- Supplied passage:
Gardening as Freedom: A Conversation with Dan Pearson
- Words by
- Georgina Reid
Dan Pearson is a British landscape designer, gardener and writer renowned for ecologically sensitive, place-driven, planting design. Over the past 20 years he’s worked on a wide range of local and international projects; from the 240-hectare Tokashi Millenium Forest in Japan to photographer Juergen Teller’s London studio, private country gardens and public spaces throughout the UK. Pearson has written five books and has presented several TV series. He is a quietly spoken and humble man, with chlorophyll running through his veins.
Georgina Reid: In your writing, you write often about ‘we’, referring to your partner Huw Morgan. I know Huw is very much a part of Dig Delve – your online magazine – and I’m wondering how you two work together? Was he a gardener before you met, or did you bring him to gardening?

- Aim:
Reproduce the Dan Pearson interview above in full, word for word, from its title through its last line.

- Record excerpts:
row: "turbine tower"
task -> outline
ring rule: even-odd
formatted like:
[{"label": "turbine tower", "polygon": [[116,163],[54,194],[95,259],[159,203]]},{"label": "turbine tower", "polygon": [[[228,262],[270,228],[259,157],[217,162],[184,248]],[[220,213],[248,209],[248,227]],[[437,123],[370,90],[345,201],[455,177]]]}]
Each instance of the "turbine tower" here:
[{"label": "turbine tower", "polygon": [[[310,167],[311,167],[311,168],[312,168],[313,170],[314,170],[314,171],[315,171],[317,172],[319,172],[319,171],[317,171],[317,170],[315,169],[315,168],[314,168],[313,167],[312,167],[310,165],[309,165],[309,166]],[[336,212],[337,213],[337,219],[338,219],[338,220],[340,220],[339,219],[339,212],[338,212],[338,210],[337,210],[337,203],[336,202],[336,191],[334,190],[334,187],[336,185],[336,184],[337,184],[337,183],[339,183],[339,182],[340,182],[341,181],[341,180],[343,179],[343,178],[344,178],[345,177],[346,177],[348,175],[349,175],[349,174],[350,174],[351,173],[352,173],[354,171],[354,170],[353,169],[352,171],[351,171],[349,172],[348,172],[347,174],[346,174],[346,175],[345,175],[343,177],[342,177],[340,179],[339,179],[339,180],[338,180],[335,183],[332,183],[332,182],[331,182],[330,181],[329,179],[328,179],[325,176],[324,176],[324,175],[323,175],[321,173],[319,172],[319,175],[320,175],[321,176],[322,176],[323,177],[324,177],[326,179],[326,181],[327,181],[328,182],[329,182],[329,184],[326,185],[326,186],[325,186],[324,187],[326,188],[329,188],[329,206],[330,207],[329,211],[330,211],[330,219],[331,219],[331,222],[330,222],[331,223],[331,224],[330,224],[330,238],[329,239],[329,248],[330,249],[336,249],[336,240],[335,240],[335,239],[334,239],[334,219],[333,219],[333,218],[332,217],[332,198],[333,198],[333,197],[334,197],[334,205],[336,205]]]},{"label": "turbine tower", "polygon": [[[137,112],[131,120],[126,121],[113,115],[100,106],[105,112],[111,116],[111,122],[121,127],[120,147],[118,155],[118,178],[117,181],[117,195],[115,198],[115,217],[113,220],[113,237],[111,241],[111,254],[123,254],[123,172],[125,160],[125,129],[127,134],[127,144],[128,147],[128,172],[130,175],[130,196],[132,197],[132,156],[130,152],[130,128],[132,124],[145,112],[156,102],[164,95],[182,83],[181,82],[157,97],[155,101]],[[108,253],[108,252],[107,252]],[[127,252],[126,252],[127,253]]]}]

- Correct response:
Gardening as Freedom: A Conversation with Dan Pearson
- Words by
- Georgina Reid
Dan Pearson is a British landscape designer, gardener and writer renowned for ecologically sensitive, place-driven, planting design. Over the past 20 years he’s worked on a wide range of local and international projects; from the 240-hectare Tokashi Millenium Forest in Japan to photographer Juergen Teller’s London studio, private country gardens and public spaces throughout the UK. Pearson has written five books and has presented several TV series. He is a quietly spoken and humble man, with chlorophyll running through his veins.
Georgina Reid: In your writing, you write often about ‘we’, referring to your partner Huw Morgan. I know Huw is very much a part of Dig Delve – your online magazine – and I’m wondering how you two work together? Was he a gardener before you met, or did you bring him to gardening?